Records for the exercise.
========================================================================
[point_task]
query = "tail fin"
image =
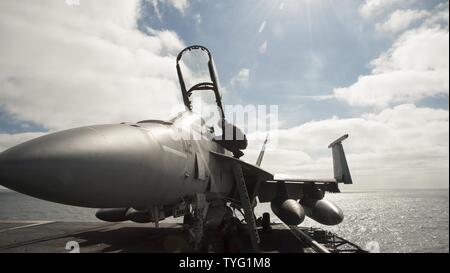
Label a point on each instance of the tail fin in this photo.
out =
(340, 166)
(261, 154)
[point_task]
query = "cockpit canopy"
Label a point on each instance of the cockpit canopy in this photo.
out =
(197, 75)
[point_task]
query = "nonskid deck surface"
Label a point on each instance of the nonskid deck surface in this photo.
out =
(92, 237)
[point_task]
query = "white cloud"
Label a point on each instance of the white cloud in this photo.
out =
(9, 140)
(374, 8)
(416, 67)
(62, 66)
(241, 79)
(400, 147)
(180, 5)
(262, 26)
(400, 20)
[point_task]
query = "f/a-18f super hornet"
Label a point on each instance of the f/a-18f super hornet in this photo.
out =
(153, 169)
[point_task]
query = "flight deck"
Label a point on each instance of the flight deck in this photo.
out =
(128, 237)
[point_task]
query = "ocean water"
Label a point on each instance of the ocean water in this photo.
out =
========================================================================
Exercise objective.
Select every line of the material above holding the word "nonskid" and copy it.

Reply.
query = "nonskid deck surface"
Label a point on each instance of the nonskid deck surface in this photo.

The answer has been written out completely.